● **Work instructions**:
1. In two sentences, summarize the statements about the volunteer centre Innovation Fund below.
2. Extend the statements about the volunteer centre Innovation Fund below, picking up after their final sentence.

● **Document segment**:
════════════════════
Nick Hurd, Minister for Civil Society, commented: "Volunteer centres have always played an important part in mobilising people to volunteer. Times change and so must the sector. The Innovation Fund is an opportunity to test new ideas that can help shape and sustain their future."

Helen Goulden, director of Innovation in Giving, Nesta, said: "There are some clear opportunities to innovate in local volunteer hubs and we are delighted to be working more intensively with NCVO and a small cohort of volunteer centres to experiment and evaluate new ways of supporting them to achieve greater impact and longer term sustainability."

Justin Davis Smith, Executive Director for Volunteering and Development, NCVO, commented: "These eight projects have been selected as exemplars for how local volunteer centres, with appropriate resources and support, can create innovative responses to needs in their communities and demonstrate their key role in developing and promoting volunteering. We look forward to working with these groups over the coming year and to sharing their learning and success to help build the sustainability and impact of the whole Volunteer Centre movement."

To see all the projects being supported visit the Innovation in Giving Fund.
════════════════════
● **Study material**:
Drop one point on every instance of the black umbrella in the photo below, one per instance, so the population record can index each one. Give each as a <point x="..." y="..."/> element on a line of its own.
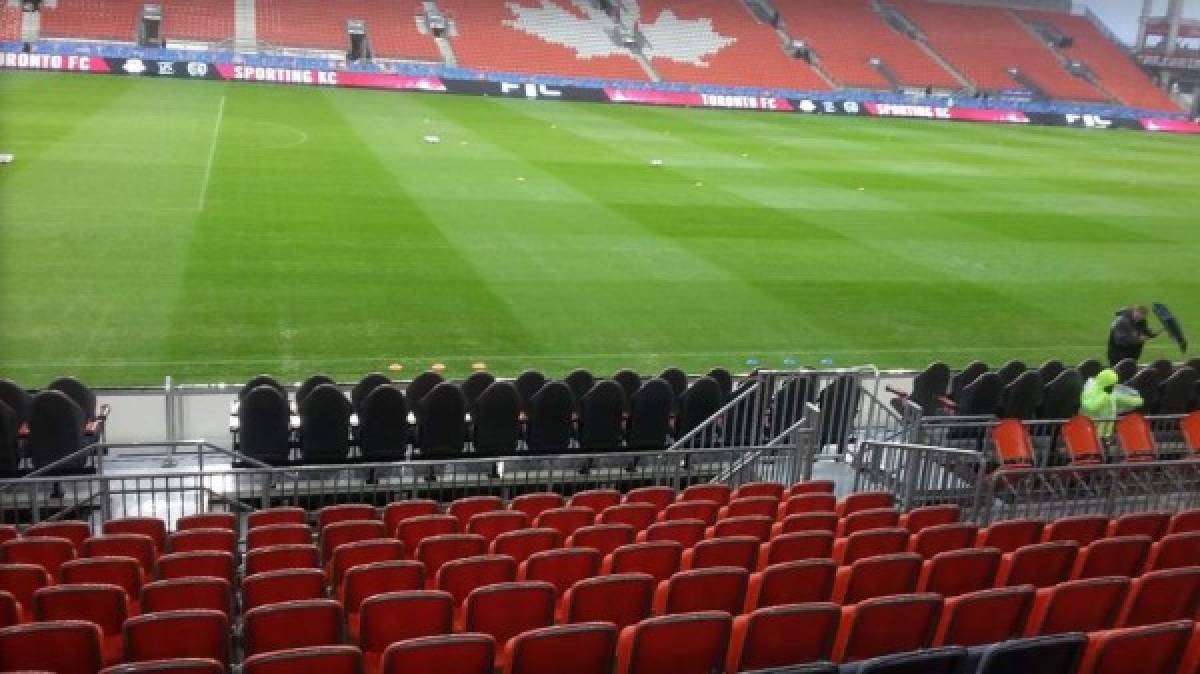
<point x="1171" y="325"/>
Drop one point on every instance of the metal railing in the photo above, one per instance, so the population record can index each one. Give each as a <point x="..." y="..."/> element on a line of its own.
<point x="210" y="483"/>
<point x="1049" y="450"/>
<point x="922" y="475"/>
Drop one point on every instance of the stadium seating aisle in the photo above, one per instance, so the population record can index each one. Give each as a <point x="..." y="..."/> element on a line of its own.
<point x="744" y="52"/>
<point x="984" y="42"/>
<point x="318" y="24"/>
<point x="1114" y="67"/>
<point x="372" y="578"/>
<point x="544" y="37"/>
<point x="847" y="35"/>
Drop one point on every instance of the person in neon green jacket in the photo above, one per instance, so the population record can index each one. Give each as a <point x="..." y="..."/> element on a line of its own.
<point x="1103" y="399"/>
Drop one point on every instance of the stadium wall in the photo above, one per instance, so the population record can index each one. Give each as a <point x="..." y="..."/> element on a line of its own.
<point x="883" y="106"/>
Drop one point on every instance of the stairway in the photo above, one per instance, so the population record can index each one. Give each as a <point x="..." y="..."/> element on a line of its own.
<point x="245" y="25"/>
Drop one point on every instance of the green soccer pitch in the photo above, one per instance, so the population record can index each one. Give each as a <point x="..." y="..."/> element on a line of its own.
<point x="213" y="232"/>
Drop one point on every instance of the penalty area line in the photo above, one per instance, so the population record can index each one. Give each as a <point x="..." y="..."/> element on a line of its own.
<point x="213" y="154"/>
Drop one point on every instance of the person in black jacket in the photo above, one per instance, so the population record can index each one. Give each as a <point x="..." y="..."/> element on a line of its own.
<point x="1128" y="335"/>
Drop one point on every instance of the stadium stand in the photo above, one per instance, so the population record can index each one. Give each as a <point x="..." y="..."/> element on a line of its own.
<point x="1115" y="70"/>
<point x="538" y="38"/>
<point x="316" y="24"/>
<point x="984" y="42"/>
<point x="744" y="53"/>
<point x="847" y="35"/>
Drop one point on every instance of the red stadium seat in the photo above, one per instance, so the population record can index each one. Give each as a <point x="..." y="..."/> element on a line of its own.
════════════════════
● **Results of the exercise**:
1. Nick Hurd, Minister for Civil Society, said volunteer centres have always played an important part in mobilizing people to volunteer and that the Innovation Fund is an opportunity to test new ideas that can help shape and sustain their future, while Helen Goulden of Nesta said there are clear opportunities to innovate in local volunteer hubs. Justin Davis Smith of NCVO called the eight selected projects exemplars of how local volunteer centres can create innovative responses to community needs, and said NCVO looks forward to working with these groups over the coming year and sharing their learning and success.

2.
Notes to editor:

For media enquiries please contact Natalie Hodgson at Nesta on 020 7438 2614 or email [email protected]

About the Innovation in Giving Fund

The Innovation in Giving Fund was launched in September 2011 by Nick Hurd, Minister for Civil Society as part of a £34million package to increase levels of social action. It is managed by Nesta, the UK's innovation agency and aims to back innovative ideas for increasing volunteering and charitable giving. The Fund is one of a number of new policies announced in the Giving White Paper in May 2011. For further information please see:

For more information about The Cabinet Office and its work on giving please go to

About Nesta:

Nesta is the UK's innovation foundation. We help people and organisations bring great ideas to life. We do this by providing investments and grants and mobilising research, networks and skills. We are an independent charity and our work is enabled by an endowment from the National Lottery.

Nesta Operating Company is a registered charity in England and Wales with a company number 7706036 and charity number 1144091. Registered as a charity in Scotland number SC042833. Registered office: 1 Plough Place, London, EC4A 1DE

About the Volunteer Centre network:

The network of Volunteer Centres in England comprises a diverse range of large and small organisations in urban, mixed and rural areas. An increasing proportion of Volunteer Centres are services hosted by, or integrated with, larger organisations (e.g. Council for Voluntary Service). Each is distinct in its operation, although all are registered charities.   Volunteer Centres are accredited nationally by NCVO for their work in developing local volunteering. This quality standard, Volunteer Centre Quality Accreditation (VCQA), assures local communities and funders that their Volunteer Centre is providing a nationally recognised kite-mark for services in supporting volunteers and volunteering-involving organisations. There are currently 243 accredited Volunteer Centres in England.